DOCUMENT EXTRACT Block Start
OON providers in particular are troubled by certain provisions of the legislation.
The interim final rule (IFR) for the federal No Surprises Act was released on Sept. 30 by the Departments of Health and Human Services, Labor and the Treasury. Put simply, as presently drafted, the IFR is not good for out-of-network (OON) providers. The IFR focused on, among other topics:
- Good-faith estimates (for uninsured/self-pay patients); and
- The independent dispute resolution (IDR) process (between providers/facilities and plans/issuers).
Unfortunately, the IFR not only left many questions unanswered, but apparently was written in a manner favoring the plans/carriers, to the detriment of OON providers and facilities. In particular, the Departments drafted the IFR to specify that the qualifying payment amount (QPA) would take precedent over the other factors that the independent dispute resolution entity can consider. The QPA, which is the plan’s median in-network rate, was determined by the Departments to be presumptively fair, appropriate, and reasonable compensation for the types of services at issue.
This determination, however, contradicts congressional intent, as indicated by the letter dated Oct. 4, sent to the respective Secretaries of the Departments by the U.S. House of Representatives Committee on Ways and Means. In this letter, the Committee stated with regard to such prioritization of the QPA:
“Despite the careful balance Congress designed for the IDR process, (the IFR) with comment strays from the No Surprises Act in favor of an approach that Congress did not enact in the final law, and does so in a very concerning manner. The rule crafts a process that essentially tips the scale for the median contracted rate being the default appropriate payment amount. Such a standard affronts the provisions enacted into law, and we are concerned that this approach biases the IDR entity toward one factor (a median rate), as opposed to evaluating all factors equally as Congress intended.”
Pursuant to the IFR, in the arbitration process, the arbiter must select the offer closest to the QPA, unless the arbiter determines that credible information submitted clearly demonstrates that the QPA is materially different from the appropriate out-of-network rate.
- Credible information means information that, upon critical analysis, is worthy of belief and is trustworthy.
- A material difference exists where a substantial likelihood that a reasonable person with the training and qualifications of an arbiter would consider the information important in determining the OON rate, and view the information showing the inappropriateness of the QPA.
As yet another perceived example of bias in favor of plans/carriers, the IFR expressly states that it is not the role of the arbiter to determine whether the QPA has been calculated correctly. Therefore, based on the IFR, the arbiter is not only prohibited from straying from the QPA, absent significant circumstances, but cannot even question the extent of the QPA, giving the plans/carriers an undeniable advantage.
The Departments affording this advantage is even more questionable, as IFR indicates that the Departments are aware that in-network rates are lower than standard market rates, based on other advantages secured by in-network providers (e.g., security of greater patient volume based on lower cost-share). Accordingly, at present, the QPA will be a high hurdle to overcome, requiring the healthcare community to collectively have their voice heard to prevent such an injustice.
Note too that the Act applies to surprise out-of-network bills only (i.e., related to the provision of emergency care, or as otherwise rendered by an OON provider at an in-network facility). Thus, if the OON provider provides advance notice of the surprise bill, with estimate of costs (in accordance with the Act’s requirements), the No Surprises Act’s prohibition on balance billing (and availability of the dispute resolution process) would not apply.
It is also unclear whether, and to what extent, state surprise bill/balance billing prohibition laws will supersede the No Surprises Act.
DOCUMENT EXTRACT Block End
STORED DATA Block Start
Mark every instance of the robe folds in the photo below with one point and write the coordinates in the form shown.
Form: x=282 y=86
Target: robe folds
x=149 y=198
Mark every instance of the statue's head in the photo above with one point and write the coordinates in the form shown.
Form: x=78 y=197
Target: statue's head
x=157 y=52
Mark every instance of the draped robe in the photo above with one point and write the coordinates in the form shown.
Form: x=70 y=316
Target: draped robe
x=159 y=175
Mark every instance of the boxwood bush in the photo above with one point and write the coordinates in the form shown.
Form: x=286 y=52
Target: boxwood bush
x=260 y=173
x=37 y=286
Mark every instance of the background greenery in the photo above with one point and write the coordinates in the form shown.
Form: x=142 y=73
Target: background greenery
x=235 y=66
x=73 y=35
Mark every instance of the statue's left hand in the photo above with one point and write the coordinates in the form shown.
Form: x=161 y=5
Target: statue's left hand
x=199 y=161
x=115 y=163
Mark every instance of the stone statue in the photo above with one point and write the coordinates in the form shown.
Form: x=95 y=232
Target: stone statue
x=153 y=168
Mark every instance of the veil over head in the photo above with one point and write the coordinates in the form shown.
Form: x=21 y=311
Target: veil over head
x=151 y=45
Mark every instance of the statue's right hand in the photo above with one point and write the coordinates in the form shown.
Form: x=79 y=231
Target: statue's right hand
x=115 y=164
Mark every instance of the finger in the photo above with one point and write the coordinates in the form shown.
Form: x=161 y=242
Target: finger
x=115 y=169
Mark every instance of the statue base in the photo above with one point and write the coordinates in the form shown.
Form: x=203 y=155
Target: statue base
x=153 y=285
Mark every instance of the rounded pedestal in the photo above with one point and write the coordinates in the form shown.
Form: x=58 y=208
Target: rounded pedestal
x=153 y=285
STORED DATA Block End
STORED DATA Block Start
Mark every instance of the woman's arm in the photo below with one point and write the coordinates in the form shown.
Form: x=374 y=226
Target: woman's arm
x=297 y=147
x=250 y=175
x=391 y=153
STORED DATA Block End
STORED DATA Block Start
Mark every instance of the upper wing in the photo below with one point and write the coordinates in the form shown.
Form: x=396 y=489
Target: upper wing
STORED DATA Block End
§ **WHAT YOU SHOULD DO**
In the No Surprises Act article, rewrite the passage starting at "As yet another" and ending at "such an injustice.", changing "arbiter" to "arbitrator" throughout. The listing can be ignored.

§ **TASK RESULT**
As yet another perceived example of bias in favor of plans/carriers, the IFR expressly states that it is not the role of the arbitrator to determine whether the QPA has been calculated correctly. Therefore, based on the IFR, the arbitrator is not only prohibited from straying from the QPA, absent significant circumstances, but cannot even question the extent of the QPA, giving the plans/carriers an undeniable advantage.
The Departments affording this advantage is even more questionable, as IFR indicates that the Departments are aware that in-network rates are lower than standard market rates, based on other advantages secured by in-network providers (e.g., security of greater patient volume based on lower cost-share). Accordingly, at present, the QPA will be a high hurdle to overcome, requiring the healthcare community to collectively have their voice heard to prevent such an injustice.